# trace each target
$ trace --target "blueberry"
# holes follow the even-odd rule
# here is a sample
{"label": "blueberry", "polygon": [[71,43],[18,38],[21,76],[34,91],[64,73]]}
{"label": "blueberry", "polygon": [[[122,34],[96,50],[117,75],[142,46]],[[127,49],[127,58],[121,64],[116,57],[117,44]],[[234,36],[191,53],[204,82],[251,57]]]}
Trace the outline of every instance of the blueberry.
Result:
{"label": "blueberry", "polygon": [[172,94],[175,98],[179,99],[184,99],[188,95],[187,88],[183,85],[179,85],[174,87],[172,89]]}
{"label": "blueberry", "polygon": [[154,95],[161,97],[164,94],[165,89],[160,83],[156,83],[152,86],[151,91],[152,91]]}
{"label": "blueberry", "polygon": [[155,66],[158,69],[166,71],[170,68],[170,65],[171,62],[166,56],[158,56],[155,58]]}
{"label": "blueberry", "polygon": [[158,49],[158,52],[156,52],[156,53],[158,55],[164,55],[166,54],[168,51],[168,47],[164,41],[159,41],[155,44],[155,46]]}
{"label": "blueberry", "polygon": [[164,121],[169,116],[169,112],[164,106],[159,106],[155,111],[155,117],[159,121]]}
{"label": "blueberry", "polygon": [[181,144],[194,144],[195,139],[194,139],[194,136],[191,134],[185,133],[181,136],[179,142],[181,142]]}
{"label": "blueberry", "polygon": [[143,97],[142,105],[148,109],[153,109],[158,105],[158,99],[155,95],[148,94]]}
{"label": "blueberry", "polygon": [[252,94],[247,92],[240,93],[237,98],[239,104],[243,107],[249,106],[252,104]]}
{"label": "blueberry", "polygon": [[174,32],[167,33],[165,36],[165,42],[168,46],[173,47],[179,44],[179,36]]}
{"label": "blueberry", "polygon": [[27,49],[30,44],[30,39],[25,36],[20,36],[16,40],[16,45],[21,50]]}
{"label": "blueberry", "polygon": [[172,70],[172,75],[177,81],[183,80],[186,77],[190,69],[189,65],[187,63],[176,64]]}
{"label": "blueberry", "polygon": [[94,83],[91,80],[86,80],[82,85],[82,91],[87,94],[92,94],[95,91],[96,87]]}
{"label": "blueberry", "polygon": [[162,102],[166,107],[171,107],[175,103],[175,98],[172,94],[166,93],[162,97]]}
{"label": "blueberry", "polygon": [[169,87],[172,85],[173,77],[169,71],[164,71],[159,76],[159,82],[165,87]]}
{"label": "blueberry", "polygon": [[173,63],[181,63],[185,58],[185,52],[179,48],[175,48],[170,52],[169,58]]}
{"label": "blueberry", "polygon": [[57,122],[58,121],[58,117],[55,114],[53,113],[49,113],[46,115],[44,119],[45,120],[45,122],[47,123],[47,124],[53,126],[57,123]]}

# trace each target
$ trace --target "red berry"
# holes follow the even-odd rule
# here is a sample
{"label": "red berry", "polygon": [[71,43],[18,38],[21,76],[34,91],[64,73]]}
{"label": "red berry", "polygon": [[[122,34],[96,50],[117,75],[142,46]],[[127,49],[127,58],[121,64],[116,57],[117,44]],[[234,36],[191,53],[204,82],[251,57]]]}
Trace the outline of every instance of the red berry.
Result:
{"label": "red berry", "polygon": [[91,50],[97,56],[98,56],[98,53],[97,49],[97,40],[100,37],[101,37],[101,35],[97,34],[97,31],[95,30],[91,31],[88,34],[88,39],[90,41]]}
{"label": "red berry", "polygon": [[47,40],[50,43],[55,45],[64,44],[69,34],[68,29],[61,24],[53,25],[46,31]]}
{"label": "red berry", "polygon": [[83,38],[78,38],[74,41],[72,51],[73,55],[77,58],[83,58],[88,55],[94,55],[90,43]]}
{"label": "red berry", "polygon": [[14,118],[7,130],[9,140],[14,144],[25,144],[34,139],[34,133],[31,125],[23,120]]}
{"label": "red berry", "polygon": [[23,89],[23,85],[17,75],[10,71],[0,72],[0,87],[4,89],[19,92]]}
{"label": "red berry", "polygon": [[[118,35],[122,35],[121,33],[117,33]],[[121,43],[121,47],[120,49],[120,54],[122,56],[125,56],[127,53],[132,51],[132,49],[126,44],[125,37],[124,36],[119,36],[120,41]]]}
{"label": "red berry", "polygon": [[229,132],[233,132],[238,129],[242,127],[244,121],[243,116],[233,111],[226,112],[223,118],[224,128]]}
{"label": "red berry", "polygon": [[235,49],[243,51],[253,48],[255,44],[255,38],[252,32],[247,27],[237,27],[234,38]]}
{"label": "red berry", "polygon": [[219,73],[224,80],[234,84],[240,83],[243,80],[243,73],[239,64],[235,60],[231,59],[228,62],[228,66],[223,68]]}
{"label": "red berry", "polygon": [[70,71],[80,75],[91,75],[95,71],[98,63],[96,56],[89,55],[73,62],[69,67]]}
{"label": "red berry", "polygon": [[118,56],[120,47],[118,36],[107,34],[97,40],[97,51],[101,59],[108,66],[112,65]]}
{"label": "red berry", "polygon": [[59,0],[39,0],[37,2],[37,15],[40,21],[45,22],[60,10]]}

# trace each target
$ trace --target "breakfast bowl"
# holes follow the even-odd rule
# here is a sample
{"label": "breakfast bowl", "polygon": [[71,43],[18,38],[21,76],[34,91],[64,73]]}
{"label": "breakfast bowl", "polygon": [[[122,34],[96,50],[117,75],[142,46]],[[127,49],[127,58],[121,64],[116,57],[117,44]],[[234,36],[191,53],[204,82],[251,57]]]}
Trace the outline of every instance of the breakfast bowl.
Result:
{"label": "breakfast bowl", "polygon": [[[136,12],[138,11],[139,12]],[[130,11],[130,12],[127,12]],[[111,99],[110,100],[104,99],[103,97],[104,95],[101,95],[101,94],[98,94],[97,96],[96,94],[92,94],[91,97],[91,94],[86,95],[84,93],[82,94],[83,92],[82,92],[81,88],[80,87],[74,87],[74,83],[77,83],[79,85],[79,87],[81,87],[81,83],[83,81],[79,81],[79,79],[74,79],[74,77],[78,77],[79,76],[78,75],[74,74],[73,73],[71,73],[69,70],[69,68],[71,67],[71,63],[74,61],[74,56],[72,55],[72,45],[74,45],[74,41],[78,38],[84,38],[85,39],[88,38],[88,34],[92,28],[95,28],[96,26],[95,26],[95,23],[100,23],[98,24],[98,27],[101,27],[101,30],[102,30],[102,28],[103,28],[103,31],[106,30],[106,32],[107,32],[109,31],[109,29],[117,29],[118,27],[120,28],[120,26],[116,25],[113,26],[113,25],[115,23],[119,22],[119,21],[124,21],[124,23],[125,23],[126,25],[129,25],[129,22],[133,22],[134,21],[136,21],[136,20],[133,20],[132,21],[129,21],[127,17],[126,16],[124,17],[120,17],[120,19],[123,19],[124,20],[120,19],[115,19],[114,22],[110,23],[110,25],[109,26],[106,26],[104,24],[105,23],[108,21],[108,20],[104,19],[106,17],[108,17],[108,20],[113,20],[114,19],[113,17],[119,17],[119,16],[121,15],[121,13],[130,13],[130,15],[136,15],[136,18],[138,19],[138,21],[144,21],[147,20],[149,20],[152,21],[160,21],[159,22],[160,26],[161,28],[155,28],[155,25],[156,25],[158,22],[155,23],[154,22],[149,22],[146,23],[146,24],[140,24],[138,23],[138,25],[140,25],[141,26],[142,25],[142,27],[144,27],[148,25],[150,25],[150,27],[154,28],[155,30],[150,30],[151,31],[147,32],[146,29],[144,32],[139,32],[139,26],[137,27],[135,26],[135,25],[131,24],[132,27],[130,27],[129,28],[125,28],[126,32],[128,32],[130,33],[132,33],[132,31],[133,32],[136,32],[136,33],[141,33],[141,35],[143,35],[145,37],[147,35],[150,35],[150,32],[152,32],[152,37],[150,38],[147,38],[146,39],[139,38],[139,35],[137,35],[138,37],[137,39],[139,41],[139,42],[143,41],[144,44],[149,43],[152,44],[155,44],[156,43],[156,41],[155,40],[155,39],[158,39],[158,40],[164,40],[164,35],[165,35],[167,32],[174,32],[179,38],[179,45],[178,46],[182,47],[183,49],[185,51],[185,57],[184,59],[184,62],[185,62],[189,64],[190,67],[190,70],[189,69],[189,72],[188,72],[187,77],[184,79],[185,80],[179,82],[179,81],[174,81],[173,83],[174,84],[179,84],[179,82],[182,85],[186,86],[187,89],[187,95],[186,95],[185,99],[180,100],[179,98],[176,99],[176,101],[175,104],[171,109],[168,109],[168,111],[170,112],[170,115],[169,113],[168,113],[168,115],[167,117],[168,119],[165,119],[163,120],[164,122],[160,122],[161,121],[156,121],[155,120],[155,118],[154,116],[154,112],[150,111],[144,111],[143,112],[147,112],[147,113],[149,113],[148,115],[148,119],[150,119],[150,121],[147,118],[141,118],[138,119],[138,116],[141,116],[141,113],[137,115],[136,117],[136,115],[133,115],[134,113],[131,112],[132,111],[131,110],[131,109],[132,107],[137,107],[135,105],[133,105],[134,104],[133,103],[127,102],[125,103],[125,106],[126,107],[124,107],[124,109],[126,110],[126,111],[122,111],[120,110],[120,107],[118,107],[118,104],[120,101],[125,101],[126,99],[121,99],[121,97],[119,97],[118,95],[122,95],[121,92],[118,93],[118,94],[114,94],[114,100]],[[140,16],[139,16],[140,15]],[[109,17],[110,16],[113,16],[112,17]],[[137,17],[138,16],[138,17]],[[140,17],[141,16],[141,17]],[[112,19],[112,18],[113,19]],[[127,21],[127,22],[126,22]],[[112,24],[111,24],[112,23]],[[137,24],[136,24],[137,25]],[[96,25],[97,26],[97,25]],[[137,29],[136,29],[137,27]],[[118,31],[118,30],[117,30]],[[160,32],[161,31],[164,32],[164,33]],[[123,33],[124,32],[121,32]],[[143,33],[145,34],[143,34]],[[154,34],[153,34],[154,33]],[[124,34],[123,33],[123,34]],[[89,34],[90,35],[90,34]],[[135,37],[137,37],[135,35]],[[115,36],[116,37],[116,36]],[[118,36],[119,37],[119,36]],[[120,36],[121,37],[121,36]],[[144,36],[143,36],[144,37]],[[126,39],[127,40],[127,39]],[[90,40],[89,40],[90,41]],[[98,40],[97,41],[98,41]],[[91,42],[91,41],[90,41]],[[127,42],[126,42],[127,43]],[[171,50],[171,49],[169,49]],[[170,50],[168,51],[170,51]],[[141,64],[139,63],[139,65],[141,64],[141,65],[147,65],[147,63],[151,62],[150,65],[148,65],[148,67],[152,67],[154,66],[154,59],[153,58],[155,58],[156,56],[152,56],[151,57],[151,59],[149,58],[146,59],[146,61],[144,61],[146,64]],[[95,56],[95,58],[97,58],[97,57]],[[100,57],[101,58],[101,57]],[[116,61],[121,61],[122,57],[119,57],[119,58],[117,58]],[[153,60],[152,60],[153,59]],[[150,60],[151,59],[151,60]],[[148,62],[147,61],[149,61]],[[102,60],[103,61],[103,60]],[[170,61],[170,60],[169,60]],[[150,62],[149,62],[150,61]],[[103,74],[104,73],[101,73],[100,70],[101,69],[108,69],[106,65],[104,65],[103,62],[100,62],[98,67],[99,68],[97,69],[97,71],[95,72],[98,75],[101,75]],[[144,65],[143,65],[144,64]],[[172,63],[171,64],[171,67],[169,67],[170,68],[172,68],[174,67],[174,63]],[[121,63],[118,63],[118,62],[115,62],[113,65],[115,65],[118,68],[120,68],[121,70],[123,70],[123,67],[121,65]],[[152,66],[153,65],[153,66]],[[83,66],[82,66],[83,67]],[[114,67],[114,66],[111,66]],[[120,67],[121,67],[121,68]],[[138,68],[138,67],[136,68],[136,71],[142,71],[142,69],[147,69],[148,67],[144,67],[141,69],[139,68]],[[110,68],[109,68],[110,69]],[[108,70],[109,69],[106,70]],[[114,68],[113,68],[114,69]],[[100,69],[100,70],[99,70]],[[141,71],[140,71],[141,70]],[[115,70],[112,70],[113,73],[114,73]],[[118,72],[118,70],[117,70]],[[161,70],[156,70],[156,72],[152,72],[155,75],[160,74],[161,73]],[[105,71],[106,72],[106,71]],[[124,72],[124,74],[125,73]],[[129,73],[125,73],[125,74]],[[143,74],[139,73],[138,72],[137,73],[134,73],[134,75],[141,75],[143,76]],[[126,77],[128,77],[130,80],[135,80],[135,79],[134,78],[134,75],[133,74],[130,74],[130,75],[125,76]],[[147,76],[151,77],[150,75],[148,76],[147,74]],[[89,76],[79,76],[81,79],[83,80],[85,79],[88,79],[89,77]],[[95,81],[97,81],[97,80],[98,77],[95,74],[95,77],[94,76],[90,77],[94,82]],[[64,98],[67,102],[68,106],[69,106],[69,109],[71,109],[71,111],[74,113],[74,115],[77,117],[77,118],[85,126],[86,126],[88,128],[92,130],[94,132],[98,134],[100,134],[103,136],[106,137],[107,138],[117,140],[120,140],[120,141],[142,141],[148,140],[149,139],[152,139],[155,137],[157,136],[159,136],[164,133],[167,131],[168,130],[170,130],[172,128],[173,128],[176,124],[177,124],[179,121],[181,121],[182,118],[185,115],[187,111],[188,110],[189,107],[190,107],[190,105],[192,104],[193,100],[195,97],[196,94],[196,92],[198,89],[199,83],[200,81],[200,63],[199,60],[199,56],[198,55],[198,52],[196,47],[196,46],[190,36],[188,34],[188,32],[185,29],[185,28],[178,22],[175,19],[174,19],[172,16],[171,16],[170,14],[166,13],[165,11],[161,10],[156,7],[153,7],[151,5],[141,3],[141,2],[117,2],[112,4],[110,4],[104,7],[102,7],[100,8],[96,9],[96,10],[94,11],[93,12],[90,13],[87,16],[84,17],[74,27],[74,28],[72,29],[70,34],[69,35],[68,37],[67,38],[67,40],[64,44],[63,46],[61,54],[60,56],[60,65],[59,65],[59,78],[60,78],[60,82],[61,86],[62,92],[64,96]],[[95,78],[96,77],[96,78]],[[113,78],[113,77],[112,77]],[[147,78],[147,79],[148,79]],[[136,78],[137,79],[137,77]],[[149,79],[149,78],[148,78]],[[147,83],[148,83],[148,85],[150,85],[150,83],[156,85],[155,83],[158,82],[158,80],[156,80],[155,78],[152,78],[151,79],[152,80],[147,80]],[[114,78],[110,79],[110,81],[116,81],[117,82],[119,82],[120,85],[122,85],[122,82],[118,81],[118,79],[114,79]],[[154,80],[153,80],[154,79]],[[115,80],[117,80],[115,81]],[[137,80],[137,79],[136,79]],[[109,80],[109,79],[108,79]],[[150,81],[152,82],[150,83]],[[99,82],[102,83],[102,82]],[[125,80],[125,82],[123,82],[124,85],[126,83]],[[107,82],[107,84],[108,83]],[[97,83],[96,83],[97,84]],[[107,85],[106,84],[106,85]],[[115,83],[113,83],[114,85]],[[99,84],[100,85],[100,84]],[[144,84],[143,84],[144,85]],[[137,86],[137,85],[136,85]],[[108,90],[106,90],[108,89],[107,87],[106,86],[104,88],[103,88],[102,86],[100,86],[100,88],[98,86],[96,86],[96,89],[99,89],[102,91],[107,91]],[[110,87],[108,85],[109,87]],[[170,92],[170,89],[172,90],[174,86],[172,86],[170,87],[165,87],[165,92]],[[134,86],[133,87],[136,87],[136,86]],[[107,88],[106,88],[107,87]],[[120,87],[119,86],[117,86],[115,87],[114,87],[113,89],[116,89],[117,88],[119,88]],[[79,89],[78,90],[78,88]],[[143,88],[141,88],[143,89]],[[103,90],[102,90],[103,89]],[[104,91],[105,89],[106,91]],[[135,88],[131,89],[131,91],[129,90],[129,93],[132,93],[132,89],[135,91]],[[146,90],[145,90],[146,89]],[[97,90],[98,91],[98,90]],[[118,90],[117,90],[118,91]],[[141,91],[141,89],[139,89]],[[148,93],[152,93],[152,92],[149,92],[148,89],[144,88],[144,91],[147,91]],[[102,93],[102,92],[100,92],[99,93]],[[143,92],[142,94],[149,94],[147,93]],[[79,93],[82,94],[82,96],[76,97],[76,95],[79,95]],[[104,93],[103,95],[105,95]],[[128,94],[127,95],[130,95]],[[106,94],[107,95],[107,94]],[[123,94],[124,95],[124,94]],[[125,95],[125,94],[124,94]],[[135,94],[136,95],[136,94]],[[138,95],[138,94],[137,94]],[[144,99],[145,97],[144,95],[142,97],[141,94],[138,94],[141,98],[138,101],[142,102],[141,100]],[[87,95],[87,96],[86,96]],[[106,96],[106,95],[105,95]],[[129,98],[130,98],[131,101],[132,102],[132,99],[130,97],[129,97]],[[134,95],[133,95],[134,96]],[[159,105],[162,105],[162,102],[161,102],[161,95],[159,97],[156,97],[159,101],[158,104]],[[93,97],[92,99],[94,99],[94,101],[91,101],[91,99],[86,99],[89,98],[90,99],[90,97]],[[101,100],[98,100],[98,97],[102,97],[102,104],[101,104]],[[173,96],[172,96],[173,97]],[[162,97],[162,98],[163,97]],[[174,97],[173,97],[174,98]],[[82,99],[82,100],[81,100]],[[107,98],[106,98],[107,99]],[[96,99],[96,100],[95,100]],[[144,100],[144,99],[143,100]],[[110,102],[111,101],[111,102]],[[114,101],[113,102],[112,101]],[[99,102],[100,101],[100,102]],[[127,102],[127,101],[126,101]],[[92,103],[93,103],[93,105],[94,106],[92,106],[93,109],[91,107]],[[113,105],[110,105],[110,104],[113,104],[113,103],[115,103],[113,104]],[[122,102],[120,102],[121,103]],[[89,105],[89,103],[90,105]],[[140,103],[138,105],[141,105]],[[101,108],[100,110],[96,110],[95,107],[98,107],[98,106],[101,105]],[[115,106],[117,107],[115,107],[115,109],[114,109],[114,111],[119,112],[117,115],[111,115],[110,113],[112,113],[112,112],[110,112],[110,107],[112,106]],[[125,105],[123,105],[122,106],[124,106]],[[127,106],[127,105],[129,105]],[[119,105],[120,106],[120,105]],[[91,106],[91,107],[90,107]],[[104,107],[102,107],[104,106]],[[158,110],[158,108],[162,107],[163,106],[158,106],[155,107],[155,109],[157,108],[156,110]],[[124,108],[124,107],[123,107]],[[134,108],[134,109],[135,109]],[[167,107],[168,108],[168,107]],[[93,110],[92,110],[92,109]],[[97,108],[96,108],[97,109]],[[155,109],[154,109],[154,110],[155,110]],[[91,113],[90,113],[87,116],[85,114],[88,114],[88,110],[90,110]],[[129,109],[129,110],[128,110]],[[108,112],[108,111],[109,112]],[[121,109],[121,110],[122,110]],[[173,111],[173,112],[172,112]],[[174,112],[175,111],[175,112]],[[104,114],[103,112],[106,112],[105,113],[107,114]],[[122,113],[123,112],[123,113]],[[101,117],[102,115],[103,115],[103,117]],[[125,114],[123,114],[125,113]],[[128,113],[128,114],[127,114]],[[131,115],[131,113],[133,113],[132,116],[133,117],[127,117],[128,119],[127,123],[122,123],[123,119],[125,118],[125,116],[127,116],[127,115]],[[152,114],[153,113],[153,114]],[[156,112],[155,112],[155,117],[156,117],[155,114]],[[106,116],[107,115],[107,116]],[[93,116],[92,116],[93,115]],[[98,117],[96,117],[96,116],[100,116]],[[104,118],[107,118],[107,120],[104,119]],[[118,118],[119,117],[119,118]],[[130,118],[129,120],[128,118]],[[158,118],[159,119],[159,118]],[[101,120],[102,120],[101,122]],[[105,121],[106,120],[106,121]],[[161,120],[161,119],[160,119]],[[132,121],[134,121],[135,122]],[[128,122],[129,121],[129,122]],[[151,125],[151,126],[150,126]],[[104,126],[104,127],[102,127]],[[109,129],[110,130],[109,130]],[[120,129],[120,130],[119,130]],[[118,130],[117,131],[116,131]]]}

Set problem
Please count the lines in the listing above that contain the string "every" and reply with the number alone.

Task answer
3